** start of PASSAGE GIVEN **

Skip to main content

Module 16: Backup and Disaster Recovery

Implement robust backup strategies and disaster recovery procedures for SLT environments.

1. Backup Architecture

graph TD
A[SLT Production] -->|Full Backup| B[Backup Storage]
A -->|Incremental| B
A -->|Log Backup| B
B -->|Replication| C[DR Site]
C -->|Standby| D[DR SLT/HANA]
A -->|Async Replication| D

2. HANA Backup Strategy

Backup Types

TypeFrequencyDurationStorageRPORTO
FullWeekly2-4 hours500 GB1 week4-6 hours
IncrementalDaily30-60 min50 GB1 day2-3 hours
DifferentialDaily1-2 hours100 GB1 day3-4 hours
LogEvery 15 min2-5 min10 GB15 min1-2 hours

Full Backup Configuration

-- Configure backup destination
ALTER SYSTEM ALTER CONFIGURATION ('global.ini', 'SYSTEM')
SET ('persistence', 'basepath_databackup') = '/backup/data',
('persistence', 'basepath_logbackup') = '/backup/log'
WITH RECONFIGURE;

-- Perform full backup
BACKUP DATA USING FILE ('COMPLETE_BACKUP_2026_01_15')
COMMENT 'Weekly full backup';

-- Verify backup
SELECT
BACKUP_ID,
ENTRY_TYPE_NAME,
STATE_NAME,
START_TIME,
END_TIME,
BACKUP_SIZE / 1024 / 1024 / 1024 as SIZE_GB
FROM M_BACKUP_CATALOG
ORDER BY START_TIME DESC
LIMIT 10;

Incremental Backup

-- Configure automatic incremental backup
ALTER SYSTEM ALTER CONFIGURATION ('global.ini', 'SYSTEM')
SET ('backup', 'data_backup_buffer_size') = '512',
('backup', 'log_backup_timeout_s') = '900'
WITH RECONFIGURE;

-- Incremental backup
BACKUP DATA INCREMENTAL USING FILE ('INCR_BACKUP_2026_01_15');

-- Result:
Full Backup: 500 GB (Sunday)
Incremental Mon: +45 GB
Incremental Tue: +38 GB
Incremental Wed: +52 GB
Incremental Thu: +41 GB
Incremental Fri: +48 GB
Incremental Sat: +39 GB
Total for week: 763 GB

Log Backup

# Automatic log backup every 15 minutes
# /usr/sap/HDB/SYS/global/hdb/backup/log_backup.sh

#!/bin/bash
LOG_PATH="/backup/log/$(date +%Y%m%d)"
mkdir -p "$LOG_PATH"

** end of PASSAGE GIVEN **

## EXERCISE DIRECTIONS
Proceed with the SLT backup and disaster recovery module above, picking up directly after its final line.

** start of DATASET CONTENT **

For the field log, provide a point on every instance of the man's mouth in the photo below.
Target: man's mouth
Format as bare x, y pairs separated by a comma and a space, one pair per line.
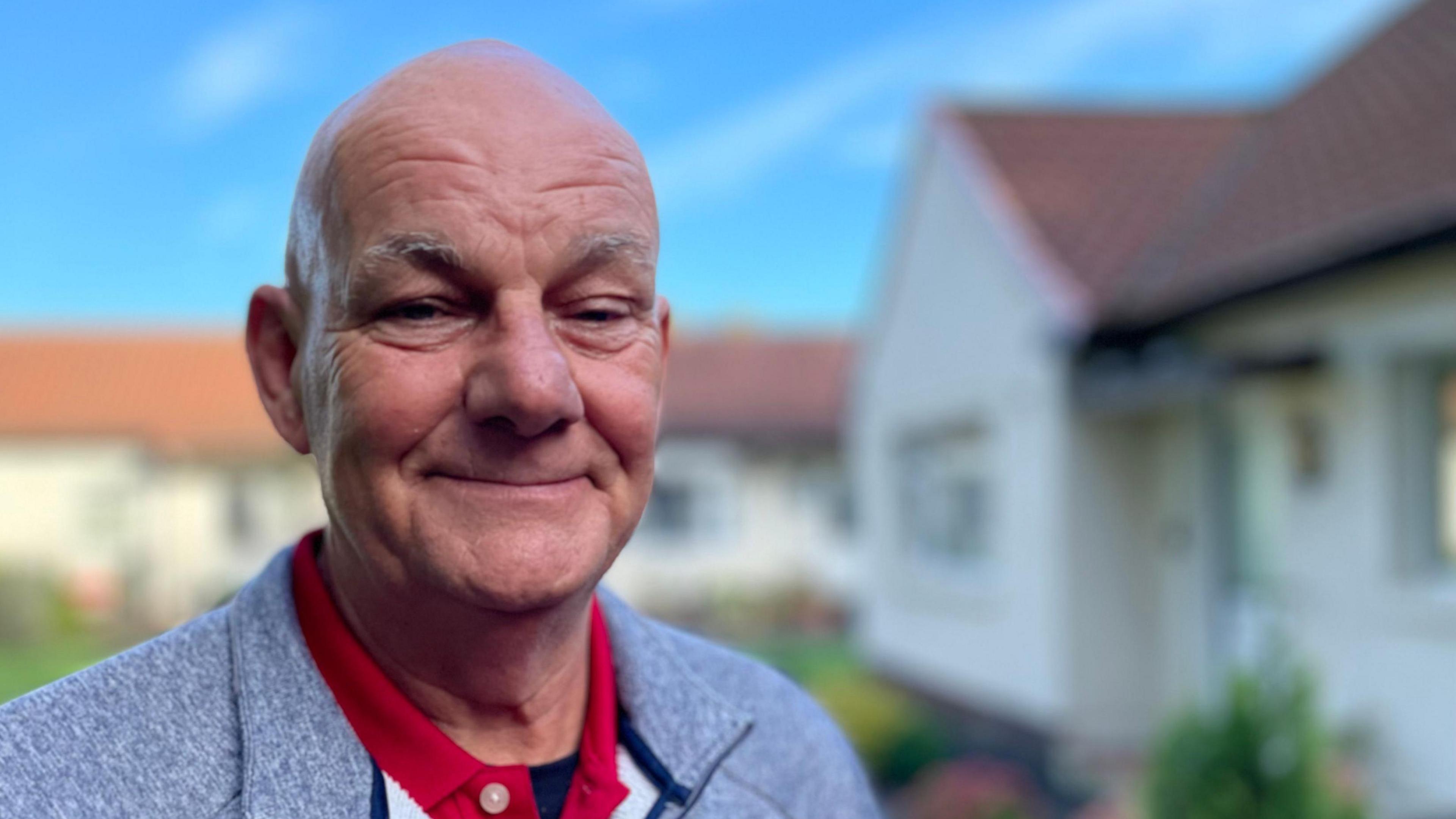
516, 487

** end of DATASET CONTENT **

## REPLY TO THE TASK
hdbsql -U BACKUP_USER << EOF
BACKUP DATA FOR FULL SYSTEM
CREATE SNAPSHOT COMMENT 'Automated log backup';
EOF

# Rotate logs older than 7 days
find /backup/log -type f -mtime +7 -delete

# Result: RPO = 15 minutes max

3. SLT Configuration Backup

Export MT_ID Configuration

Transaction: LTRC → Configuration → Export

MT_ID: MT_ID_PROD_01
Export Path: /backup/slt/configs/

Files Created:
├── MT_ID_PROD_01_config.xml (Configuration)
├── MT_ID_PROD_01_tables.xml (Table list)
├── MT_ID_PROD_01_mappings.xml (Transformations)
└── MT_ID_PROD_01_schedule.xml (Job settings)

Storage:
├── Local: /backup/slt/configs/
├── Network: \\backup-server\slt\
└── Cloud: s3://backup-bucket/slt/configs/

Automated Backup Script

#!/bin/bash
# /usr/sap/SLT/scripts/backup_slt_config.sh

BACKUP_DIR="/backup/slt/$(date +%Y%m%d)"
mkdir -p "$BACKUP_DIR"

# Export all MT_IDs
for MT_ID in $(sapcontrol -nr 00 -function GetProcessList | grep LTRC | awk '{print $3}')
do
echo "Backing up $MT_ID..."

# Export via RFC
Rfc_call LTRC_EXPORT \
MT_ID="$MT_ID" \
EXPORT_PATH="$BACKUP_DIR/${MT_ID}_config.xml"

done

# Backup logging tables
hdbsql -U BACKUP_USER << EOF
EXPORT /DMIS/LOG INTO '$BACKUP_DIR/logs.csv' WITH CSV;
EXPORT /DMIS/DT_STATUS INTO '$BACKUP_DIR/status.csv' WITH CSV;
EOF

# Compress and upload to cloud
tar -czf "$BACKUP_DIR.tar.gz" "$BACKUP_DIR"
aws s3 cp "$BACKUP_DIR.tar.gz" s3://backup-bucket/slt/

echo "Backup completed: $BACKUP_DIR.tar.gz"

4. Disaster Recovery Setup

DR Site Architecture

Primary Site (Production):
├── SLT Server: slt-prod (Active)
├── HANA: hana-prod (Active)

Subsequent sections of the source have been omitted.